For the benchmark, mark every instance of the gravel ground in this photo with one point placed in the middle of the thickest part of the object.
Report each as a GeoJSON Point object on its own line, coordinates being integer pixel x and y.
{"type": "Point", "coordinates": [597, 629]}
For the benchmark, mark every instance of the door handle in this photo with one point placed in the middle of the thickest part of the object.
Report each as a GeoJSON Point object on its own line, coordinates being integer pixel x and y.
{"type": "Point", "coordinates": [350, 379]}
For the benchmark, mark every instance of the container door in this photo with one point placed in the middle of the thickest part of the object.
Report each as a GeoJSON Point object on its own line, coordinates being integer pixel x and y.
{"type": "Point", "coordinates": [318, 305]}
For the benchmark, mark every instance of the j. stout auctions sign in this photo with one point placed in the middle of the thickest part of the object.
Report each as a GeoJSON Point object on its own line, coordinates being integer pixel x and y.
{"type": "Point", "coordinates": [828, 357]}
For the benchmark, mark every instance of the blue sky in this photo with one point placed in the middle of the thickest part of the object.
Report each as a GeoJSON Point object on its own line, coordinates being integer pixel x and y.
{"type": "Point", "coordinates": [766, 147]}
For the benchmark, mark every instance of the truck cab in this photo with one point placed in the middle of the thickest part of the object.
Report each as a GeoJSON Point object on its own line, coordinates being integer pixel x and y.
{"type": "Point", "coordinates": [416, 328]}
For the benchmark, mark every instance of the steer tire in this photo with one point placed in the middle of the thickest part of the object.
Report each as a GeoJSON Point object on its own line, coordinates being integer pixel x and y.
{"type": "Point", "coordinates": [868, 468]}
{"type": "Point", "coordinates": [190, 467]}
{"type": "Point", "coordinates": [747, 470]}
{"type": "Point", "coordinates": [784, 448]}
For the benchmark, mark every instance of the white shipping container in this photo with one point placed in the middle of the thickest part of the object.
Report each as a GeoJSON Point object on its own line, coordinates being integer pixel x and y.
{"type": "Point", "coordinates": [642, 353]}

========

# [Directive]
Type out the entries again, word for word.

# [Solution to this exercise]
For the benchmark, mark every instance of the gravel ground in this photo with one point placed in the middle of the thickest part of the object.
Report each as a GeoJSON Point object on its own line, coordinates being integer pixel x and y.
{"type": "Point", "coordinates": [597, 629]}
For the benchmark, mark every instance of the door handle in this photo with one point placed in the middle of the thickest part of the object.
Report each as a GeoJSON Point object on its own line, coordinates being integer pixel x and y.
{"type": "Point", "coordinates": [350, 379]}
For the benchmark, mark every instance of the container door in this photo with one point placed in the middle of the thickest part of the object.
Report each as a GeoJSON Point object on its own line, coordinates being integer pixel x and y.
{"type": "Point", "coordinates": [318, 305]}
For the benchmark, mark every instance of the j. stout auctions sign in this photo with one point placed in the middle of the thickest part of the object.
Report each as a GeoJSON Point object on its own line, coordinates being integer pixel x and y.
{"type": "Point", "coordinates": [828, 357]}
For the benchmark, mark every instance of the blue sky in this photo with one point placed in the middle of the thickest part of the object.
Report each as a GeoJSON Point object on its own line, coordinates being integer pixel x and y.
{"type": "Point", "coordinates": [766, 147]}
For the benchmark, mark every instance of the truck cab in this photo with one point placed in the middle of the thickest part of the object.
Report each as a GeoJSON Point object on its own line, coordinates being integer pixel x and y.
{"type": "Point", "coordinates": [416, 328]}
For the benchmark, mark every instance of the steer tire in this photo with one point placed in the middle of the thickest part of the object.
Report each as a GeoJSON Point object on its own line, coordinates being integer pixel x and y.
{"type": "Point", "coordinates": [868, 468]}
{"type": "Point", "coordinates": [190, 467]}
{"type": "Point", "coordinates": [747, 470]}
{"type": "Point", "coordinates": [784, 448]}
For the benchmark, mark every instance of the white shipping container in this photo with one point placed in the middle of the thickest part of the object.
Report each as a GeoJSON Point object on its own line, coordinates being integer pixel x and y.
{"type": "Point", "coordinates": [642, 353]}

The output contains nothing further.